PROBLEM DETAILS: Write out all the entries word for word and omit any pictures.

[Point-based annotation data]
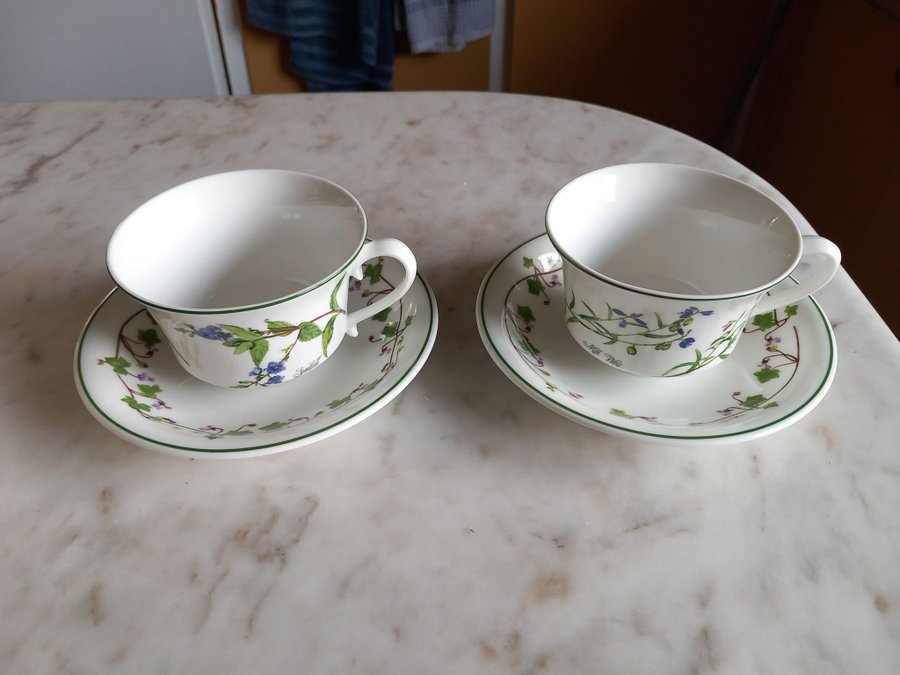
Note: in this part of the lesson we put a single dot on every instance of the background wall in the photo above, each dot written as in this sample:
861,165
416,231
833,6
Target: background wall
804,92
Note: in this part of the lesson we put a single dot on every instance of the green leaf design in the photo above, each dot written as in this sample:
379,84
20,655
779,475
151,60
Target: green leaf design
535,286
332,303
119,365
149,390
243,333
133,403
753,401
327,335
382,315
309,331
337,403
764,321
525,312
528,347
149,337
258,351
766,374
242,346
279,325
373,272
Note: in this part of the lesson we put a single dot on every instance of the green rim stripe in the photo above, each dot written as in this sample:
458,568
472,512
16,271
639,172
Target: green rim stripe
429,338
556,404
248,308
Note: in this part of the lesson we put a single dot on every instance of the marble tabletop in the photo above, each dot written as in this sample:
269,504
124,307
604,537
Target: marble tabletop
463,528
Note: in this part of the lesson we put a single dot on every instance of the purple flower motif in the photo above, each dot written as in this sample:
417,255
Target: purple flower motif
275,367
212,333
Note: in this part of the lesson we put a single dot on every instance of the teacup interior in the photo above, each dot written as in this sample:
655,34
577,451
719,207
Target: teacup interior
236,239
673,229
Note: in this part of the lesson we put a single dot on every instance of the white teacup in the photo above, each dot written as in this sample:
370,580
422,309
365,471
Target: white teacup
665,264
247,272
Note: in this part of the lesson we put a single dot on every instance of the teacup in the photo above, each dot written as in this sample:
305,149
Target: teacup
664,264
247,272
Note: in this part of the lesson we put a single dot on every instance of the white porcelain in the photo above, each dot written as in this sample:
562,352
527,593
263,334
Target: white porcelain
247,272
780,370
664,264
129,380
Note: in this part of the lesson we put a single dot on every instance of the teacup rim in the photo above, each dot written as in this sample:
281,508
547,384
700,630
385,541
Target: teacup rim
249,307
671,295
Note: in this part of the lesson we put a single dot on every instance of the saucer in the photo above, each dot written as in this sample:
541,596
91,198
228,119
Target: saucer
129,380
782,367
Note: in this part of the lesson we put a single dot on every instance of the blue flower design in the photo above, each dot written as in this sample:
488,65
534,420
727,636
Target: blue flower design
690,311
275,367
212,333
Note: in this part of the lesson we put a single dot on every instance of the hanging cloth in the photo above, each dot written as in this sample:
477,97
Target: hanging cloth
446,25
335,45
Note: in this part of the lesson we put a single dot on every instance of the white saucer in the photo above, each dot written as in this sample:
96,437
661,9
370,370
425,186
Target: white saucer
153,403
782,367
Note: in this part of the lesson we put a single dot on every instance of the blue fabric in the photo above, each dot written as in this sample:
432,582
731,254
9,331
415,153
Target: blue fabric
335,45
446,25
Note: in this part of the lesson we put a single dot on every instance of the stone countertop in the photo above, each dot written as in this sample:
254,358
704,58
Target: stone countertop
463,528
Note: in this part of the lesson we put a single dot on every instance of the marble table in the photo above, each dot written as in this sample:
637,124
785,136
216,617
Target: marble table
463,528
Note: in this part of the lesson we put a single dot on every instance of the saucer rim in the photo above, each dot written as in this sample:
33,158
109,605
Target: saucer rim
799,410
261,449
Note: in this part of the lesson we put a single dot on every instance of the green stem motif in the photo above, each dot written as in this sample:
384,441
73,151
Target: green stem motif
255,341
139,342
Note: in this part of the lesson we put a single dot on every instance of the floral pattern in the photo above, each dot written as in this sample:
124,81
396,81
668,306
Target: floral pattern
776,368
255,341
616,325
139,342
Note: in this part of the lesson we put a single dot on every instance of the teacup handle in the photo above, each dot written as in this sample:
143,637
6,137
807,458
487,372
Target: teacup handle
391,248
829,256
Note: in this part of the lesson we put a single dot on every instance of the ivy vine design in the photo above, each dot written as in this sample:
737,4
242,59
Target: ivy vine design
139,341
779,363
243,339
617,325
521,320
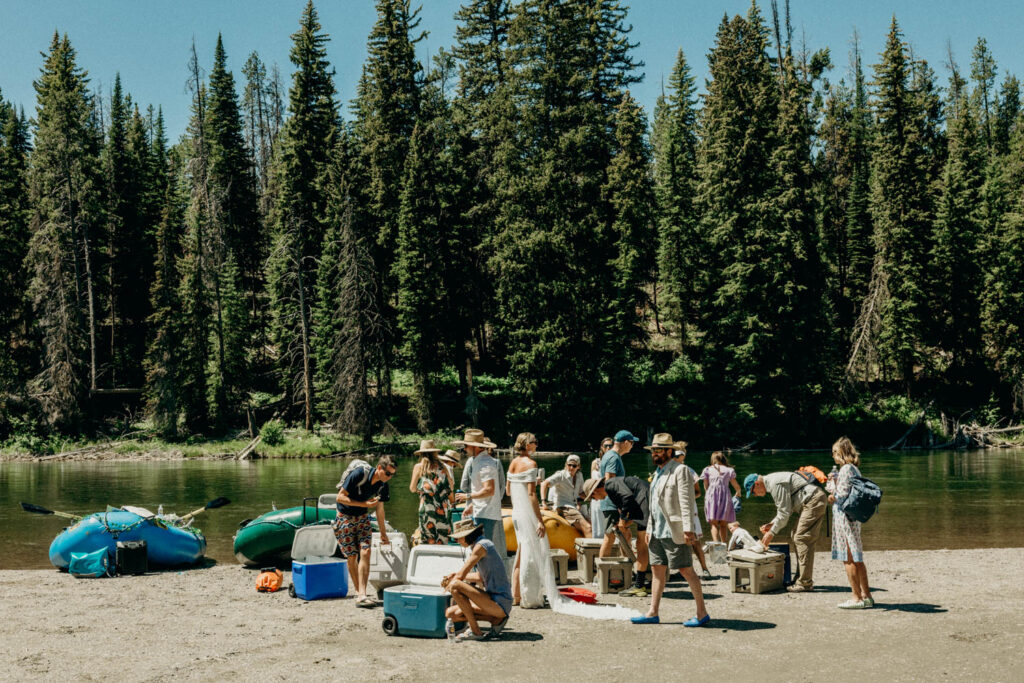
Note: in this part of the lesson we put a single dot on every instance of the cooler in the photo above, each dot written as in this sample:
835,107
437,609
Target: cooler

THE RESPONSE:
Note: in this part of the lesson we put a single dot on every instance of the background wall in the photo above, each dot written as in this sample:
861,165
416,231
833,6
Target: background wall
804,92
Note: in this part of the lesson we put a single dot on every instance of the green leaf design in the photo above, each dot written as in this sample:
379,84
20,655
779,475
151,60
Target: green leaf design
535,286
332,303
119,365
149,390
243,333
133,403
753,401
327,335
382,315
309,331
337,403
764,321
525,312
528,347
149,337
258,351
766,374
242,346
279,325
373,272
Note: in this part of the lesson we put a single dot on every instance of the green rim stripe in the photo above, each dot written as in this sample:
458,568
472,512
16,271
639,172
Target: green rim stripe
429,338
556,404
248,308
Note: in this part of the lesson we put a single dot on every instance of the marble tabletop in the photo above, each dot written as in this sample:
269,504
124,307
604,537
Target: marble tabletop
463,528
Note: in this part of the lesson we put a single dot on every instance of the purple flower motif in the photo above, each dot written as in this sample:
417,255
Target: purple flower motif
275,367
212,333
Note: in this part of the lesson we put a single dot on every instance of the teacup interior in the photo above, each dot written as in this sample:
655,34
577,451
719,207
Target: teacup interior
236,239
673,229
Note: in this part of the lesson we put a single dot on every instance of the white teacup in the photo above, each dot written as in this sample:
370,580
422,309
365,471
Target: white teacup
665,264
247,272
Note: in this part of the lesson we put a single dot on every instance of the teacup in the photo above, each dot written as in this sample:
305,149
Target: teacup
664,264
247,272
Note: in this part of the lesson we put a single dot on every instance of the white porcelain in the photo above, each dot written as in this sample:
562,352
527,593
263,334
Target: white porcelain
247,272
780,370
664,264
129,380
Note: in this part of the lesson we put a single dot on every instance of the teacup rim in the photo above, each dot written as in this sample:
281,508
547,384
700,630
385,541
Target: teacup rim
249,307
671,295
Note: in this part of the lesson we put a single dot on every instance of the saucer in the photo above, each dot written as in this sample:
541,596
91,198
228,119
Target: saucer
129,380
782,367
Note: in this part of the lesson we put a single dot on every instance of the blue flower design in the photo above, each dot written as in this sample:
488,65
534,420
727,636
Target: blue flower design
690,311
275,367
212,333
Note: in this part of the lesson we put a single dot on every instance of the hanging cloth in the photo above, each dot written as in this sample:
477,97
Target: hanging cloth
446,25
335,45
Note: in this part of the lesson we put a single dot on every instance of the white saucer in the photo above, each dot written as in this sample:
96,437
661,9
370,370
425,186
Target: white saucer
153,403
782,367
Note: in this part of the lesson we put a single dot on every instance of the blue fabric in the photo above, each dot written as in this sample:
432,582
731,254
9,331
415,153
Target: blue fabric
335,45
446,25
Note: in this part of the lesson we put a single dot on every instance of the stone countertop in the photo above, each dot written as in this sample:
254,358
704,58
Target: stone countertop
463,528
Note: in this part of the lesson we put a single dot on every instance of the marble table in the photo above, each dot written as in this sample:
637,124
785,136
216,617
Target: marble table
463,528
Note: in this part of the lesson we put a single dot on every instance of the saucer rim in the photo above, each dot written as in this sample:
33,158
109,605
Target: saucer rim
799,410
261,449
Note: in this part of the lesson we put a single dot on every instance of the green stem motif in the photo above, each dot written as in this sample:
384,441
73,151
Target: green stem motif
255,341
139,342
Note: in this part of the lesson we put a single dot on every instance of the floral pattern in the photo above, each dot written as in this sample:
124,81
396,81
668,306
Target: floral pattern
776,368
255,341
616,325
139,342
Note: in this part of the lesson we put a single dot on every instance of the teacup handle in the photo above, each dot written as in this sample:
143,637
6,137
807,458
487,372
Target: teacup handle
391,248
829,256
Note: in this part of the lesson we put a single dot on every instance of the ivy vine design in the photo above, each dot written as in this sample:
737,4
242,59
Target: ivy vine design
139,341
779,363
243,339
617,325
521,320
Note: in this part of the lesson we put a single dot on every instance of the cooler in the photo above, each dot written as in this sample:
835,107
437,609
Target: cooler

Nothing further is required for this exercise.